Collect every line in the entries below that contains the word "cloud", and copy each of those lines in full.

Data records:
....................

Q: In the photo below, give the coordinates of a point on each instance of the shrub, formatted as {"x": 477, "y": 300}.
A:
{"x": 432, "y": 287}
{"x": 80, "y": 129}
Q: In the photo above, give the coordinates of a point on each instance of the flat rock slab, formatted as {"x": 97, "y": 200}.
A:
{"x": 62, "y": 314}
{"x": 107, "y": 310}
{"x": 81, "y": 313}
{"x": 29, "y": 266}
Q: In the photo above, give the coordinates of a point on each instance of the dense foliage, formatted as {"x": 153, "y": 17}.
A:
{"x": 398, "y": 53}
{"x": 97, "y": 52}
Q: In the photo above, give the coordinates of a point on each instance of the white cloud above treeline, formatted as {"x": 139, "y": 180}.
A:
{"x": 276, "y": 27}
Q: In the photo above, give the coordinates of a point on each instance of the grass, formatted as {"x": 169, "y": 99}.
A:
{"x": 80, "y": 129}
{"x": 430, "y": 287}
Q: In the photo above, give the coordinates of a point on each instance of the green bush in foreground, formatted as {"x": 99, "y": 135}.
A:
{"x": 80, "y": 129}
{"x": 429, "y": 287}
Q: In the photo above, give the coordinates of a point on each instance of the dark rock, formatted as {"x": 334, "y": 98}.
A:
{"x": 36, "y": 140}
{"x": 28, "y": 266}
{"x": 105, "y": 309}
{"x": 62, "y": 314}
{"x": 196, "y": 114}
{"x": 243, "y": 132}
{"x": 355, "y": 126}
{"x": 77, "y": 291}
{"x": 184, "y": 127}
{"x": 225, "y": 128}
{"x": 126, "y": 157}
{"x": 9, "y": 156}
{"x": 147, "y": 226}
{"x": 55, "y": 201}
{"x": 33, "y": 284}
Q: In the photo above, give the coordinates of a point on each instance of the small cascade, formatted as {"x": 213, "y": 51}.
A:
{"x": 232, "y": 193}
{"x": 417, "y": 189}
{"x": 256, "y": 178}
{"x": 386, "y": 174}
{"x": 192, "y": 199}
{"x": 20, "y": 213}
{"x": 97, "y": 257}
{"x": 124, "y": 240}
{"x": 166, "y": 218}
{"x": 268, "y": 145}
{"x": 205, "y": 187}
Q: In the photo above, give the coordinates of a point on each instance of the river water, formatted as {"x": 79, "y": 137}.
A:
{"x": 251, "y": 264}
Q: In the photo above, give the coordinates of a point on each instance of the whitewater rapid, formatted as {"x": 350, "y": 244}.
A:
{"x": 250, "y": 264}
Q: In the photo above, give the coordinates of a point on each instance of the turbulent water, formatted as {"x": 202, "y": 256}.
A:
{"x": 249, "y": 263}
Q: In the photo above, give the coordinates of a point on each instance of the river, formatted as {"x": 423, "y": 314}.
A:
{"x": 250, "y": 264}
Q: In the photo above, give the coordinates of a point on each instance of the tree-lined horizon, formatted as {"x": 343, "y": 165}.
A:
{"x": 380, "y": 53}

....................

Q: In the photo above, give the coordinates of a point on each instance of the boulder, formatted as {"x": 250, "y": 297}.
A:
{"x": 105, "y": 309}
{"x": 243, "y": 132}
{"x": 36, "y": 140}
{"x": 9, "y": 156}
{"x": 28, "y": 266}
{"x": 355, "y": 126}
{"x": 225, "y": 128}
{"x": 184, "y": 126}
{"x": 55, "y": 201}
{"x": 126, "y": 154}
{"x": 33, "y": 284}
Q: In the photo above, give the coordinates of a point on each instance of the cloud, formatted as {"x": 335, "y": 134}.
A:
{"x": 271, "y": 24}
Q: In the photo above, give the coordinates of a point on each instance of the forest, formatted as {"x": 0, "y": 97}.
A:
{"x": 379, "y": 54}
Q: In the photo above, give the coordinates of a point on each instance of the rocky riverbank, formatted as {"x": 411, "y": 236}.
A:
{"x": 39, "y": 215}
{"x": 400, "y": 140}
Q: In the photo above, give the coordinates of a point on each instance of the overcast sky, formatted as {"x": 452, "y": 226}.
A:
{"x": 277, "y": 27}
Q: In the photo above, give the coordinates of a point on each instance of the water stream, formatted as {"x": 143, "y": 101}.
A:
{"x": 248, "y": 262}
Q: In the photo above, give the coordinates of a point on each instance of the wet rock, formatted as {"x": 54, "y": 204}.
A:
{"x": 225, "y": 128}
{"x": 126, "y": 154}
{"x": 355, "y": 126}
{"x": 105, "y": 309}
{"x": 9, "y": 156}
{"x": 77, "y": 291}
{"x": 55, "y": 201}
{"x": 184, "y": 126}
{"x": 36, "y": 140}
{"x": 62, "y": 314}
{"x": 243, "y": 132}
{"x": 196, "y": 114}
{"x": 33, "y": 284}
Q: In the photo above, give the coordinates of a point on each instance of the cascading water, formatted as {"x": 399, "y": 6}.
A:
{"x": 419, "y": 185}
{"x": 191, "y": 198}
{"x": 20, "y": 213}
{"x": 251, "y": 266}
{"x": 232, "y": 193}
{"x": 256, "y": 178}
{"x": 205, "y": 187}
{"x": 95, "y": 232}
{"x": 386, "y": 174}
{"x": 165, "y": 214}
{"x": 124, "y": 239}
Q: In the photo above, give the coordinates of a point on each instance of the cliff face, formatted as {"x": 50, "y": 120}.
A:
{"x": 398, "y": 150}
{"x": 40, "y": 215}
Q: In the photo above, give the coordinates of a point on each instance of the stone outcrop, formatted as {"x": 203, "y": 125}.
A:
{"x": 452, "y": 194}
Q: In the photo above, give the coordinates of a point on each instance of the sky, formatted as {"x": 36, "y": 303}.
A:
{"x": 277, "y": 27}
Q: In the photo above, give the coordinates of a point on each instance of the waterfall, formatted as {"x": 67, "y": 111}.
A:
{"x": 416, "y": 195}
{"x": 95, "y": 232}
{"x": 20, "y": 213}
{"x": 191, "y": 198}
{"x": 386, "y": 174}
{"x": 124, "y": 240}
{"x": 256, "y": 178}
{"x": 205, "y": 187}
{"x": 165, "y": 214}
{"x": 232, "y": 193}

....................

Output:
Q: In the photo above, give the coordinates of a point on each instance of the white cloud above treeline, formatted as {"x": 139, "y": 180}.
Q: In the photo above, give the coordinates of a point on each instance of the cloud, formatted as {"x": 335, "y": 134}.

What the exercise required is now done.